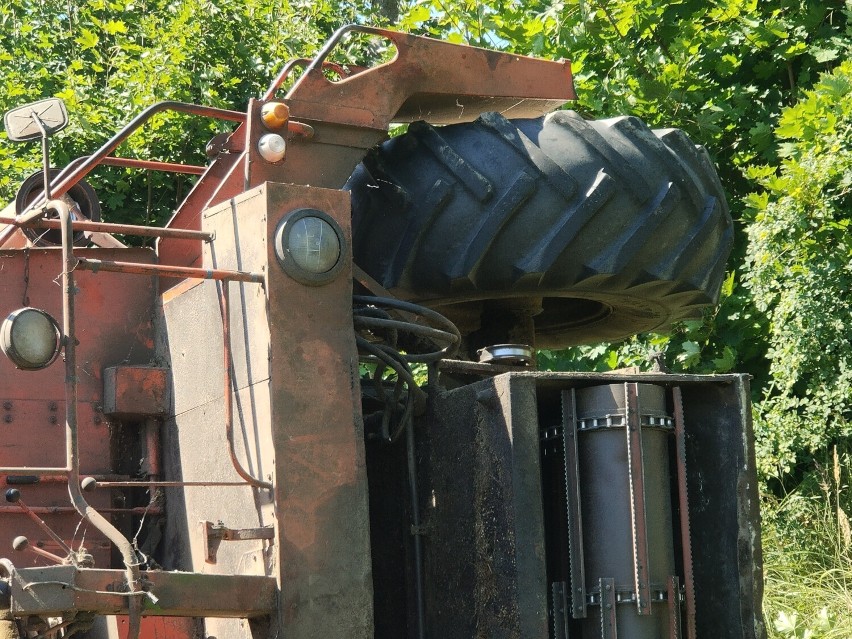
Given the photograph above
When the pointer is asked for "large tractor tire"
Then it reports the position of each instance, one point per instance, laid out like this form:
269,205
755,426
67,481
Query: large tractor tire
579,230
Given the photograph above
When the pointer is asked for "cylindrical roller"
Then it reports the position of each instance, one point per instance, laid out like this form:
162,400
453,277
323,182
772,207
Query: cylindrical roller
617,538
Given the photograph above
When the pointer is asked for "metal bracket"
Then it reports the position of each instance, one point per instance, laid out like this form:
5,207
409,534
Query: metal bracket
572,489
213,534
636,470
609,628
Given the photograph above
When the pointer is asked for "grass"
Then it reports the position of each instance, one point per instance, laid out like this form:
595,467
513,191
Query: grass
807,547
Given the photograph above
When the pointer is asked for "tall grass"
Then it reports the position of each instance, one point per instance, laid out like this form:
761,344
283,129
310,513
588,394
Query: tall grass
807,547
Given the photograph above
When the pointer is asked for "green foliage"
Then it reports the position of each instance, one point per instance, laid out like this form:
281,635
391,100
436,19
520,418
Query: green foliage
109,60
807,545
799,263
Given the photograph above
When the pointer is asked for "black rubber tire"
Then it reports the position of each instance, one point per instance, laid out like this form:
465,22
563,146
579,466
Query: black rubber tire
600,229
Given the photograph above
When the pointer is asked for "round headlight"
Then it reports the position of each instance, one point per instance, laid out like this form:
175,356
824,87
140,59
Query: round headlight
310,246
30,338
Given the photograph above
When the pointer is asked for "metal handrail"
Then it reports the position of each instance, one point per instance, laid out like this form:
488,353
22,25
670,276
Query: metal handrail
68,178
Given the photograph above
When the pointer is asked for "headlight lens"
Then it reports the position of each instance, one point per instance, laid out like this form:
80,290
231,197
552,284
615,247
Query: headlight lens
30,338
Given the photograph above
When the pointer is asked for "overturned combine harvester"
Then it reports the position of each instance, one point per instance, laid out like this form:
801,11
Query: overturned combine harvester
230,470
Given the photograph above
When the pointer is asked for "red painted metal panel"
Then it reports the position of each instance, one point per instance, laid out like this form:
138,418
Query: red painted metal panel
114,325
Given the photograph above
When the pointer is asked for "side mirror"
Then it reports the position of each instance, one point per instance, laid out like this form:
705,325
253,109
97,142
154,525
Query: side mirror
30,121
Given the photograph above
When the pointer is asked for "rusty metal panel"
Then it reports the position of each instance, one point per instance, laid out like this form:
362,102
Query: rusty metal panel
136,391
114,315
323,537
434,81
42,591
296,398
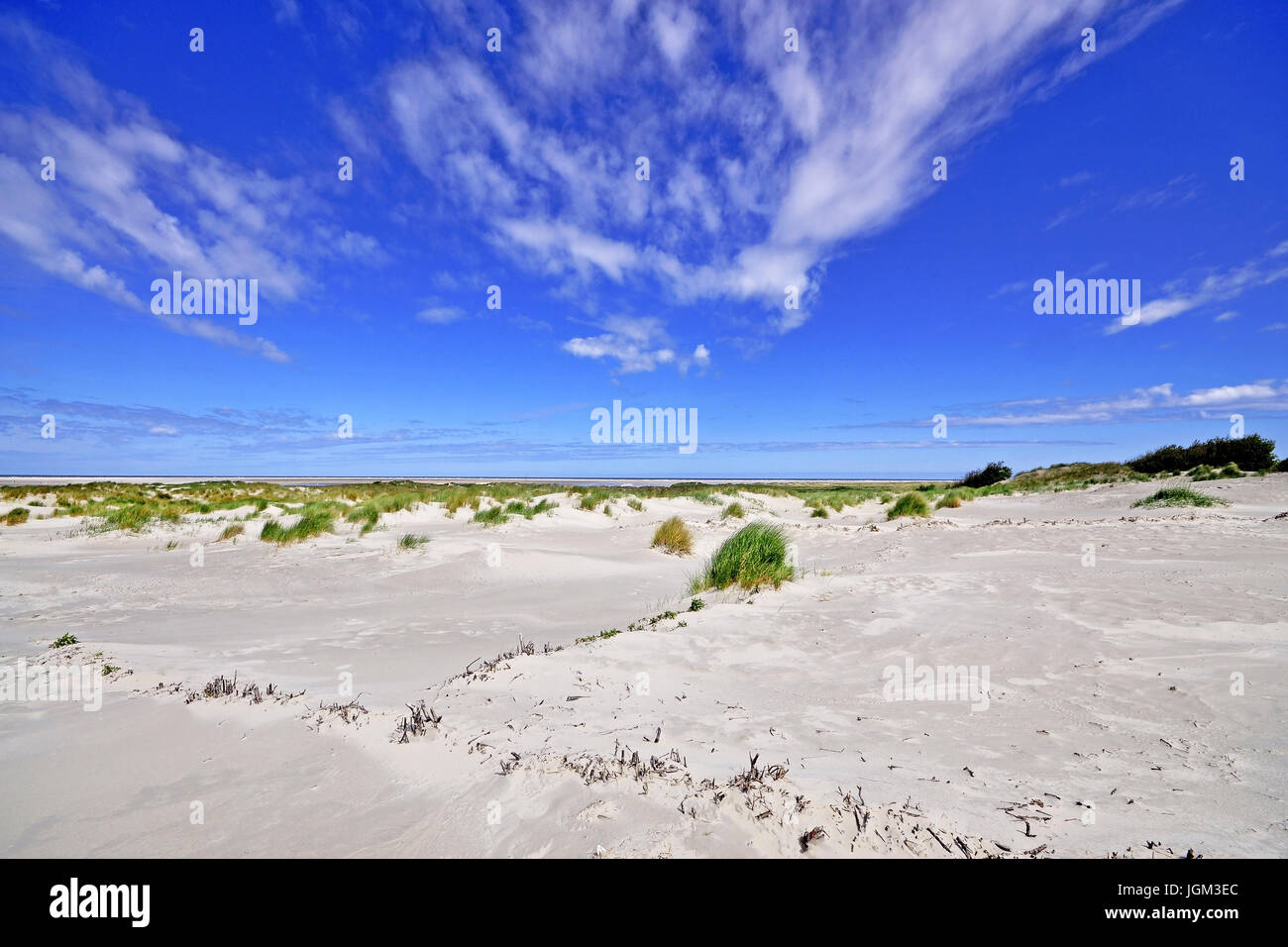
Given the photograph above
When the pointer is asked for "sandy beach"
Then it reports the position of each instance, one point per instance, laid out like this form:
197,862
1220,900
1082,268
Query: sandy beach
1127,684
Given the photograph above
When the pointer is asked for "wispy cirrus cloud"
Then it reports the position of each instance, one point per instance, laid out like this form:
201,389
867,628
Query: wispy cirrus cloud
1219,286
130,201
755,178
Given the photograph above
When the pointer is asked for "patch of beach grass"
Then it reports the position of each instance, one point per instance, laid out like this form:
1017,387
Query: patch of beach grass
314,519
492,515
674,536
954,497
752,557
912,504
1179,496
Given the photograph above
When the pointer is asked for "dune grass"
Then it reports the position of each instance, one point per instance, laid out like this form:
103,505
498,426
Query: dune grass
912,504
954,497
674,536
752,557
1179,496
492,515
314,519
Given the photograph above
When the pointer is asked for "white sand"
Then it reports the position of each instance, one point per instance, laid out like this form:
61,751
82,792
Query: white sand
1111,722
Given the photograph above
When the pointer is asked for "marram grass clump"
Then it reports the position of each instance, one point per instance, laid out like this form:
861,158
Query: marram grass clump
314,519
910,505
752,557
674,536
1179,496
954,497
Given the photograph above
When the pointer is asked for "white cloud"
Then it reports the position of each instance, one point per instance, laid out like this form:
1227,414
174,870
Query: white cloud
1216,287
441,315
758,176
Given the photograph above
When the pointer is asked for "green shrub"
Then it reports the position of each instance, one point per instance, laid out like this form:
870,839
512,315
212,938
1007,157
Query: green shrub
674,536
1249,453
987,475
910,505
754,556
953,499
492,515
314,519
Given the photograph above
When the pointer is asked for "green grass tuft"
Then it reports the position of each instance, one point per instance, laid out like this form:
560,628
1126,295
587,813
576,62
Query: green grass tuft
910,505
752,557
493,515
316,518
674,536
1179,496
==
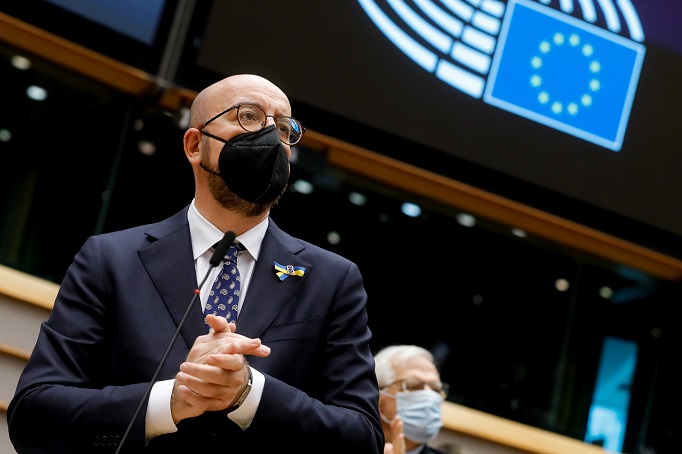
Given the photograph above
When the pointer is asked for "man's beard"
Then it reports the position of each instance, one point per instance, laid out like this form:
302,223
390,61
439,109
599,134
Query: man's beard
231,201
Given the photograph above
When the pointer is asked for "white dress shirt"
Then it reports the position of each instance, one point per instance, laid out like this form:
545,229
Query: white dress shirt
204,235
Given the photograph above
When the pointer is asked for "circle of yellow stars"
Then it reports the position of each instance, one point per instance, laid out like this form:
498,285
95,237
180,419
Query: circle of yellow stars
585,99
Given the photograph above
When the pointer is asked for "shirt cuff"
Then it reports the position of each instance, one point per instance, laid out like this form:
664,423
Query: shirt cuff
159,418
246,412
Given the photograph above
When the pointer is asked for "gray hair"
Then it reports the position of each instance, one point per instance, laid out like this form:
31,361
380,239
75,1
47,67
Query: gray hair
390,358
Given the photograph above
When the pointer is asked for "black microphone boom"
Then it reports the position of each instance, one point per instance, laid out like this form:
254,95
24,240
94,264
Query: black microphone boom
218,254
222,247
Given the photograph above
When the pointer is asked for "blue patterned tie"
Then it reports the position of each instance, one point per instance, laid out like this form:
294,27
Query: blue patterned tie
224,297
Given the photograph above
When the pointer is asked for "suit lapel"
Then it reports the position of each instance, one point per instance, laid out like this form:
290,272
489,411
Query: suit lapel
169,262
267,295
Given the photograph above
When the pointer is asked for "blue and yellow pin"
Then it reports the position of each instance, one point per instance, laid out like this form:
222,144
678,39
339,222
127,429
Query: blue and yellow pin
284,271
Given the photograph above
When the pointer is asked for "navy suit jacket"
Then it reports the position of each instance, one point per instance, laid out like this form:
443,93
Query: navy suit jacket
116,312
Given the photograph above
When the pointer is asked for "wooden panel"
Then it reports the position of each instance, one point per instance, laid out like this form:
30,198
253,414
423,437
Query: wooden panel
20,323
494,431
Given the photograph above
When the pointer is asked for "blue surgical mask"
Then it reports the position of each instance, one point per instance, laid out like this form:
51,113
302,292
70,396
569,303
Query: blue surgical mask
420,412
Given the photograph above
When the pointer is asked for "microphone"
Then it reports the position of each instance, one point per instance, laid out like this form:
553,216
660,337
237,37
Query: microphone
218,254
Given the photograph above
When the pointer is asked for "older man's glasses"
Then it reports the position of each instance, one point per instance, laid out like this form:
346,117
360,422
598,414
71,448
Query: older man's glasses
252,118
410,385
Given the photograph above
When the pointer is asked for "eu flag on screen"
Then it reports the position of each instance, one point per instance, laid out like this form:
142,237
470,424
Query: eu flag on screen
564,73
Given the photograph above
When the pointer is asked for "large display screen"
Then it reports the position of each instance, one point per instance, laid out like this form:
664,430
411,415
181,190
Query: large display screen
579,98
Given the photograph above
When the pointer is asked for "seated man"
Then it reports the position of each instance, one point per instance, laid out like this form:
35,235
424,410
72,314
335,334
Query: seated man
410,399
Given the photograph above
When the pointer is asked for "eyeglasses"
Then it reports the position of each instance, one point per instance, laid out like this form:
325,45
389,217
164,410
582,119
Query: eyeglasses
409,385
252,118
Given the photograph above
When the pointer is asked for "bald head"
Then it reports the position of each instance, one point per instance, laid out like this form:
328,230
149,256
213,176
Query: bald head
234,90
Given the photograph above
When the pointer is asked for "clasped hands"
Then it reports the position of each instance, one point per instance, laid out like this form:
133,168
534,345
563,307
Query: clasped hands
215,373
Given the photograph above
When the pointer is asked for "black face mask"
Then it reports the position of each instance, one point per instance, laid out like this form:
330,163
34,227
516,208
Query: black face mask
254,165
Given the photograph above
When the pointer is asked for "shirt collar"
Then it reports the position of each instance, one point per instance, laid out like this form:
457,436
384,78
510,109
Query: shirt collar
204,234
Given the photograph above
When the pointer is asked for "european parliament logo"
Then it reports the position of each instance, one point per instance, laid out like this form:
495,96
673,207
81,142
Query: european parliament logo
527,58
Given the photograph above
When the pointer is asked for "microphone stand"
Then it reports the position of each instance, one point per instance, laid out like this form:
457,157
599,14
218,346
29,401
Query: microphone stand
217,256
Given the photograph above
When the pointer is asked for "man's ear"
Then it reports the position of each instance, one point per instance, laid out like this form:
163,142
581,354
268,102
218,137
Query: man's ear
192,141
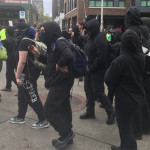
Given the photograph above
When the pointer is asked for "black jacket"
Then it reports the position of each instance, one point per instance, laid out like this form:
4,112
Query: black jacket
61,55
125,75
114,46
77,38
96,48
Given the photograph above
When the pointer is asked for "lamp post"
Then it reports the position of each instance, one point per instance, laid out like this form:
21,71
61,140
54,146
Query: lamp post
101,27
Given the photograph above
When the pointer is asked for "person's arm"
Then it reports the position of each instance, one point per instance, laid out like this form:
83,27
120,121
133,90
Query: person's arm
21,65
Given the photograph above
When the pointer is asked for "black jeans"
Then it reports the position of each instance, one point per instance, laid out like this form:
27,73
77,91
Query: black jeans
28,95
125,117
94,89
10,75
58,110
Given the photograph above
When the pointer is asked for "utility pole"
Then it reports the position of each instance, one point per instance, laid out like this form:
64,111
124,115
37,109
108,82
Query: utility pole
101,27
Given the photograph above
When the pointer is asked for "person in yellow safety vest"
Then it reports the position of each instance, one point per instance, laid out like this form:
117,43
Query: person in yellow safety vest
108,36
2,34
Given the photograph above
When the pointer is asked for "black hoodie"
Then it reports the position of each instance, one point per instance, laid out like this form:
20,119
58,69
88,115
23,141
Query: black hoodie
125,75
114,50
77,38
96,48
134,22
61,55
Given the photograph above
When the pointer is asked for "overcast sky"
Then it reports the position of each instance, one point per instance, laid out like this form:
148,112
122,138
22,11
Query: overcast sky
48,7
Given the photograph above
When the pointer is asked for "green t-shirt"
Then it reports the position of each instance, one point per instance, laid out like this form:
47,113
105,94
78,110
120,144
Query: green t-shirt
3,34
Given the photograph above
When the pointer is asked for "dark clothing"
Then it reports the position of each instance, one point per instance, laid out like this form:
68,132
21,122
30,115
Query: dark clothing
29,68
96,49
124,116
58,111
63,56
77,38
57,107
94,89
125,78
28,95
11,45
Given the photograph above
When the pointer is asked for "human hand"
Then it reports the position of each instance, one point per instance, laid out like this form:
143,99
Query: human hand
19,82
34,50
==
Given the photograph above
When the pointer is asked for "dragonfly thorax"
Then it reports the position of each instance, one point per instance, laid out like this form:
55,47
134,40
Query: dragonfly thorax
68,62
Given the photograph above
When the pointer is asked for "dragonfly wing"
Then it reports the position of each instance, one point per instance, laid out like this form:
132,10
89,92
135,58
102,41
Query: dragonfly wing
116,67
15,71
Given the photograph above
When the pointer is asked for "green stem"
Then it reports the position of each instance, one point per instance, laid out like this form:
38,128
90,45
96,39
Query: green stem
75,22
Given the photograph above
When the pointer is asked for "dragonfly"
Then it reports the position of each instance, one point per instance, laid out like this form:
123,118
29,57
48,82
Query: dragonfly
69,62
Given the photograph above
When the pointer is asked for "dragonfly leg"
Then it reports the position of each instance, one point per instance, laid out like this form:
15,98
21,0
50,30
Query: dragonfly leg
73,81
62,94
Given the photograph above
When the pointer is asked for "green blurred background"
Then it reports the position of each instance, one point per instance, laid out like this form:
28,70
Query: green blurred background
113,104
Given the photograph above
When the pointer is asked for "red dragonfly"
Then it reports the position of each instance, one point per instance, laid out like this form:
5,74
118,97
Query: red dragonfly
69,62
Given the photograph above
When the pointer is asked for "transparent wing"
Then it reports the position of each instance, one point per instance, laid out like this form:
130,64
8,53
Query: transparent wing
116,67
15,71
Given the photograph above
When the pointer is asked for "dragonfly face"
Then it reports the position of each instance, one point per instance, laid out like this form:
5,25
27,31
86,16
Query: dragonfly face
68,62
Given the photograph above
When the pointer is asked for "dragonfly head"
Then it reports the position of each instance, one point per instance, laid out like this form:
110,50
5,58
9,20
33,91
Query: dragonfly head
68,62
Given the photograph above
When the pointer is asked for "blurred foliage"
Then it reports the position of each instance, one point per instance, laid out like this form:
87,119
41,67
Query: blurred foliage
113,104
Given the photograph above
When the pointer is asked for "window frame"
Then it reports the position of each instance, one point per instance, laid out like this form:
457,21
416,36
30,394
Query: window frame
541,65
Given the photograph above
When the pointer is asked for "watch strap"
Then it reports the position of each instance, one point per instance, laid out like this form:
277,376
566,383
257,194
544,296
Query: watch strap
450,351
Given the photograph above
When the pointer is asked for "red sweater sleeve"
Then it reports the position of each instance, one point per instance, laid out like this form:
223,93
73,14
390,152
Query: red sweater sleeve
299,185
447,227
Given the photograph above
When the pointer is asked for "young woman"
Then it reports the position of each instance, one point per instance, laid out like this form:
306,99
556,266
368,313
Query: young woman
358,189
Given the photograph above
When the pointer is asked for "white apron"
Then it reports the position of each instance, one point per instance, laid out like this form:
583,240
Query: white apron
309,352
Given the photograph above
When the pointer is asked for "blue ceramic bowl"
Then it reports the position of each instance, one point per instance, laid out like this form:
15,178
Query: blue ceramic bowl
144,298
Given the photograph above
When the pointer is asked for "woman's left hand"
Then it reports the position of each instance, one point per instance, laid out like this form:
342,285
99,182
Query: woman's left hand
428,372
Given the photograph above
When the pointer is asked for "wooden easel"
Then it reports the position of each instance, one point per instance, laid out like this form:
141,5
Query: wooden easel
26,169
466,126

Problem description: Which lines in the items above contain the word "tractor"? Pull out every such line, matching case exactly.

Solution:
When the pointer is asked for "large tractor tire"
Query: large tractor tire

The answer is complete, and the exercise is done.